START DATA PROVIDED

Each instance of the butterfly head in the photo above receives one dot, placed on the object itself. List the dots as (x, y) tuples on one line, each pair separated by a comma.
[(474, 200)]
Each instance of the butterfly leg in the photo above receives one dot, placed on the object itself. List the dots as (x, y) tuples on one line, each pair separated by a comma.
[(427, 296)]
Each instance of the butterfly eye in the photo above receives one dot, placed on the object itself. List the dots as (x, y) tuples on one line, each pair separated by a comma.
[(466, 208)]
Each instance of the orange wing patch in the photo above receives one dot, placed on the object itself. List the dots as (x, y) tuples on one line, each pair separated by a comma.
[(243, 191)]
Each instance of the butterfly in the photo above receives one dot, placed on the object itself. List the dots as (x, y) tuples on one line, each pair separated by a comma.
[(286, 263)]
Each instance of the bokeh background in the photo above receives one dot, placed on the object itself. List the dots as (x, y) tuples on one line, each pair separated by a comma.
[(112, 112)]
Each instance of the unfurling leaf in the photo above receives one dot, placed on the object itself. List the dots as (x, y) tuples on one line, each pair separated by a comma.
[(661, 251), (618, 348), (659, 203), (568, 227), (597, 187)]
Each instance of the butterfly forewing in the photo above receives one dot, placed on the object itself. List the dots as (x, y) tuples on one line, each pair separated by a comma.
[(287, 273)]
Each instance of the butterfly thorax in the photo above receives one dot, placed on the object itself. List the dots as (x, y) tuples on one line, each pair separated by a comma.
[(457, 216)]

END DATA PROVIDED

■ WHAT YOU NEED TO DO ■
Could you output every entry above exactly as it stands?

■ EXERCISE ANSWER ■
Each instance of the butterfly head in the photo above receives one dot, placed on the object itself. List the dots as (x, y) tuples on one line, each pair separated by a comma.
[(474, 200)]
Each instance of the butterfly leg in the photo above receives one dot, placed on the object itself. List the dots as (x, y) tuples on one line, each pair separated by a comma.
[(427, 296)]
Each instance of the butterfly eye in the photo above receives one dot, placed on the object itself. List the dots as (x, y) tuples on one line, each pair separated by a comma.
[(466, 208)]
Each instance of the orange wing patch in the photo above receives one dot, placed on the object itself. List the dots as (x, y) tuples on one line, each pair separated by a comma.
[(243, 191)]
Each instance of the butterfly in the photo above receives one dot, placed on the object itself. List the dots as (x, y) tuples on one line, each pair separated by a comma.
[(286, 263)]
Each instance of the bokeh background in the photo above receives one dot, placed on the object itself. List the dots as (x, y) tuples on one line, each pair separated by a comma.
[(112, 112)]
Each instance of the unfurling leaf in the photo above receives one dot, placed on the object itself. List the dots as (x, y) tuples on one line, each pair separated by a comma.
[(661, 251), (618, 348), (659, 203), (568, 227), (597, 187)]
Each instance of the butterfly forewing in the photo above receives one dot, placed on the object itself. List the dots as (x, y) tuples on one line, each pair separated by a comma.
[(287, 273)]
Each instance of the butterfly thorax in the photo above receives one dot, placed on the object itself. List the dots as (x, y) tuples on one line, each pair separated by a comma.
[(457, 216)]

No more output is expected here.